Page extract.
+-------+

Coca-Cola Stock, The Great Depression, and J.D. Salinger’s Estate

For those of you interested in what I’ve been reading this weekend:

1. You can click here to read an article about a guy that bought some Palmer Oil stock and argued that it was worth 1.8 million shares of Coca-Cola by tracing a complex set of mergers. This would have entitled them to hundreds of millions in Coca-Cola stock, but alas, the Marohn family did not adjust for the extremely dilutive reverse stock splits when Palmer Oil became Palmer-Stendel Oil and then Petrocarbon Chemicals, which made the stock nearly worthless by the time it merged with Taylor Wine (which eventually got merged into Coca-Cola in 1977).

All along, Coca-Cola contended that the shares were worthless. Unfortunately, they did not include their rationale for claiming they were worthless, and the family dropped the claim once it became clear that in a best case scenario the shares would not have been worth much. Personally, I was hoping to see a determinative ruling as to whether Palmer Oil stock could have turned into Coca-Cola stock, but it looks like the stock-certificate watching world will be denied that pleasure.

+-------+

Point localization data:
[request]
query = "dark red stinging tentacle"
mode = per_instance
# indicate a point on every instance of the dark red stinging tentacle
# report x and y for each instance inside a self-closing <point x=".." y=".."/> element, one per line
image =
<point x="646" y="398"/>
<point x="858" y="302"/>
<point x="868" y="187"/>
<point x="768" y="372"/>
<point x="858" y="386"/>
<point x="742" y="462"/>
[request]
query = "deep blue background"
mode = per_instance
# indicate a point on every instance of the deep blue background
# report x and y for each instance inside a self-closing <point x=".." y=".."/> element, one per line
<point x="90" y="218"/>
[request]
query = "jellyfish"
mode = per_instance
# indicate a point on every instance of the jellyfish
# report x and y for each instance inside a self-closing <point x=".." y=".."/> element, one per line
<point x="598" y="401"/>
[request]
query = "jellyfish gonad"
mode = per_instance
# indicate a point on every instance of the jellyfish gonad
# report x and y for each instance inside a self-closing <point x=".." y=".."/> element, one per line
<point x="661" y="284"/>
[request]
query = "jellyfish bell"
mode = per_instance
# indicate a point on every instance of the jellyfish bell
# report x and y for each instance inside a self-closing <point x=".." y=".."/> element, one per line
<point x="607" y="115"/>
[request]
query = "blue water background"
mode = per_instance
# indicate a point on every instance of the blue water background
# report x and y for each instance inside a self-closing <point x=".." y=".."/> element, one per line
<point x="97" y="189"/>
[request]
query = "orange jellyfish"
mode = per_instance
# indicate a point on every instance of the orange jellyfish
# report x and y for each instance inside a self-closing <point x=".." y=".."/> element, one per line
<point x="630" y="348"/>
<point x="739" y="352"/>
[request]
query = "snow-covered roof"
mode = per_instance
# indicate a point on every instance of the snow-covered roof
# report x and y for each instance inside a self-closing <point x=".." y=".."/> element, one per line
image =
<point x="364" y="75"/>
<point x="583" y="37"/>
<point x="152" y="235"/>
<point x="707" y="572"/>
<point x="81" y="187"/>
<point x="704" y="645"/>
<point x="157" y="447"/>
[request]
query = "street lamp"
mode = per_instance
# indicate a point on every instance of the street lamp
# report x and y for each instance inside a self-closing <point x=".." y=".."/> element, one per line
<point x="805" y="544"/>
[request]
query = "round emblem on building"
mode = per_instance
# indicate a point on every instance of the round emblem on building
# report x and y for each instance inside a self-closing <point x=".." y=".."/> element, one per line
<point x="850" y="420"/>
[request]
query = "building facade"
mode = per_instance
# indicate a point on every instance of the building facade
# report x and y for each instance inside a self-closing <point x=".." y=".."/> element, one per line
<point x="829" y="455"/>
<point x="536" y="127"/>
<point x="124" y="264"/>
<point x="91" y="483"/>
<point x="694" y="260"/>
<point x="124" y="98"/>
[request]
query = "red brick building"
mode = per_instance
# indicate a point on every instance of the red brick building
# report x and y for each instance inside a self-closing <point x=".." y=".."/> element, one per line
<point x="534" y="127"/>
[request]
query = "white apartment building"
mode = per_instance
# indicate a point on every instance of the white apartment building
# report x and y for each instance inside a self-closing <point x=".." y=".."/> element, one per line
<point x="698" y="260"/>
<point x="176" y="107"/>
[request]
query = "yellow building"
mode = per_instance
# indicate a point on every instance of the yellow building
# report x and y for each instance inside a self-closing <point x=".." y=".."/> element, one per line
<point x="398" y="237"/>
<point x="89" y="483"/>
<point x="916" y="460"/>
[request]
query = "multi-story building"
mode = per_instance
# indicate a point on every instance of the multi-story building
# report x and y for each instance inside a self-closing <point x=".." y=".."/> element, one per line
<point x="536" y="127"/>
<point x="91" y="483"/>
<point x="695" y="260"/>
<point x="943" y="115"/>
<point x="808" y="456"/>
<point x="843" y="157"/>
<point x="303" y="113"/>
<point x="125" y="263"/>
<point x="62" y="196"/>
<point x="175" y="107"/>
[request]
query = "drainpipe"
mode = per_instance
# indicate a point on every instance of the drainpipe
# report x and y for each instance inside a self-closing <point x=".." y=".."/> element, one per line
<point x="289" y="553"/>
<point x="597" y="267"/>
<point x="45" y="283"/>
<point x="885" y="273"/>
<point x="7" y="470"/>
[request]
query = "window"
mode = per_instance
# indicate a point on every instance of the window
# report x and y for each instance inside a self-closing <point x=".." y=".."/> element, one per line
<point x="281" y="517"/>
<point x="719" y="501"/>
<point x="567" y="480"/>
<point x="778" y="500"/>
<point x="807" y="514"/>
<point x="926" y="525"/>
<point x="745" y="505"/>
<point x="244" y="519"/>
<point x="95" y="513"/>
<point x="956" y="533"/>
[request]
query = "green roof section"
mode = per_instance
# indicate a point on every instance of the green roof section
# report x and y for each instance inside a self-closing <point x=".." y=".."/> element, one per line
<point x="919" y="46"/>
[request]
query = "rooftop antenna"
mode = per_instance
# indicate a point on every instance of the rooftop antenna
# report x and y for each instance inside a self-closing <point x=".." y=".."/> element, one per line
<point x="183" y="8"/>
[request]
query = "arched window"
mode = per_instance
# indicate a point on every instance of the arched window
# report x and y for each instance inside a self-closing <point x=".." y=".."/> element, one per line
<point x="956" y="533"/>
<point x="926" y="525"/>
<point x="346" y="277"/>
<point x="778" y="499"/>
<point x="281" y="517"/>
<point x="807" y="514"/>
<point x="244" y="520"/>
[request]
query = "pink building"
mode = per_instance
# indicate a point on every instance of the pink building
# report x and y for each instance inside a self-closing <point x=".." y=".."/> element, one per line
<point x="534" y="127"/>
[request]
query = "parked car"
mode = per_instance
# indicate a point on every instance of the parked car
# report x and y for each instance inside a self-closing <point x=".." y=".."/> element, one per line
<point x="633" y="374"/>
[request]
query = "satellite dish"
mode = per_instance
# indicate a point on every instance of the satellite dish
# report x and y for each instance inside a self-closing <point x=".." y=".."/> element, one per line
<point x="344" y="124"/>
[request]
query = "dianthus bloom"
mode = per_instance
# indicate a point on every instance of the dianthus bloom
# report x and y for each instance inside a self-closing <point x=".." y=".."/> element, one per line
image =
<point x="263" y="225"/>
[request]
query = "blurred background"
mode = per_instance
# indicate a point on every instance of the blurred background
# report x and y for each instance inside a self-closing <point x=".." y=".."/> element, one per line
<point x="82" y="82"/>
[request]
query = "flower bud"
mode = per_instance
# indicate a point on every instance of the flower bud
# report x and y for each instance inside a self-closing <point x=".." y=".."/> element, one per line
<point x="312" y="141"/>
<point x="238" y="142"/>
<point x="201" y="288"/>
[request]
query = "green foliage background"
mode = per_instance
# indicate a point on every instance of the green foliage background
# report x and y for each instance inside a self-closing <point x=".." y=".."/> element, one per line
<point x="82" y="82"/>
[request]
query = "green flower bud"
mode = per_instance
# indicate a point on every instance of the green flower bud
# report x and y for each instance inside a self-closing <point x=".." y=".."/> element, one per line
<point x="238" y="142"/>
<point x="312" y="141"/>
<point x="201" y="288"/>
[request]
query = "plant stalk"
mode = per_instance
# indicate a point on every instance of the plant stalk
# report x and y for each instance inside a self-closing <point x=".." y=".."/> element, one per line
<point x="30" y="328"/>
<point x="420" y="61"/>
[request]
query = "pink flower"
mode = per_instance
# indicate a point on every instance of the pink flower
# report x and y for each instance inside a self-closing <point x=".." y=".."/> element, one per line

+-------+

Explore the material.
**a)** Retype the passage of the Coca-Cola stock post above that opens with the words containing "Coca-Cola Stock, The" and closes with "Coca-Cola in 1977).".
**b)** Extend the post about Coca-Cola stock and the Palmer Oil claim, picking up right after its final sentence.

Task answers.
**a)**
Coca-Cola Stock, The Great Depression, and J.D. Salinger’s Estate

For those of you interested in what I’ve been reading this weekend:

1. You can click here to read an article about a guy that bought some Palmer Oil stock and argued that it was worth 1.8 million shares of Coca-Cola by tracing a complex set of mergers. This would have entitled them to hundreds of millions in Coca-Cola stock, but alas, the Marohn family did not adjust for the extremely dilutive reverse stock splits when Palmer Oil became Palmer-Stendel Oil and then Petrocarbon Chemicals, which made the stock nearly worthless by the time it merged with Taylor Wine (which eventually got merged into Coca-Cola in 1977).

**b)**
If you want to read the court documents submitted, click here.

2. You can click here to read an article about how quickly it took patient stock market investors to recover during The Great Depression. Most people think that if you bought at the 1929 highs, it would have then took 20+ years for you to break even. In reality, it would have only taken 4-5 years due to dividends, deflation, and some weird treatment of IBM by the Dow Jones Index. It’s a good read for those of you interested in when popular headline knowledge is different from the underlying reality, as well as the power of dividends in digging investors out of even the worst jams.

3. About a month ago, three J.D. Salinger short stories got released online, potentially robbing the estate of millions of dollars in royalty streams (click here to read). The works had been kept at the University of Texas and Princeton, but someone anonymous has been able to upload them online.

Anyway, Salinger’s estate had planned to start publishing some of his works in 2015, and now they are potentially deprived of some of that income due to the leak. However, one of the stories released, “The Ocean Full of Bowling Balls” did not have Salinger’s permission to be published until 50 years after his death, or January 2060. In the next two years, it will be interesting to see how Salinger’s inheritors monetize the estate, given the stipulations he attached to his affairs and the secrecy surrounding some of his writings which he purportedly destroyed.